Your assignment >> The answer must consist of every line below that holds the word "position".
—————
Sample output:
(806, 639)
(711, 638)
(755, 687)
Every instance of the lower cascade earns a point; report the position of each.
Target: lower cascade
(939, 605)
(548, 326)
—————
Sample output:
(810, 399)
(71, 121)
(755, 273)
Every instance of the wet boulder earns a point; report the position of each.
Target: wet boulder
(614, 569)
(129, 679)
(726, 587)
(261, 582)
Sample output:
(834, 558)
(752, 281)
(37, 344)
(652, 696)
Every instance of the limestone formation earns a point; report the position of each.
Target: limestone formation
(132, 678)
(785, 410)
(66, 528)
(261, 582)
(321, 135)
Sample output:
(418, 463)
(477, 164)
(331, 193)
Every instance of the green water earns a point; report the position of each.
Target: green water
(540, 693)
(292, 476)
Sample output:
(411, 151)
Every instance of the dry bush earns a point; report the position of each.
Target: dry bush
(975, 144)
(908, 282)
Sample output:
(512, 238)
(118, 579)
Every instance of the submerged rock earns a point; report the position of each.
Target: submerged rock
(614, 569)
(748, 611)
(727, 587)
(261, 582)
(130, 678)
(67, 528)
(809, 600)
—————
Final answer >>
Every instance of the lower cascade earns a point; report the position of each.
Every instance of the wet boulder earns a point; report the position of each.
Every instance of the limestone formation earns a point; report the position of each.
Every instance of the green water earns a point; report the position of each.
Every instance of the dry bush earns a point; report the position of each.
Every instance of the submerged rock earns a point; report the position of each.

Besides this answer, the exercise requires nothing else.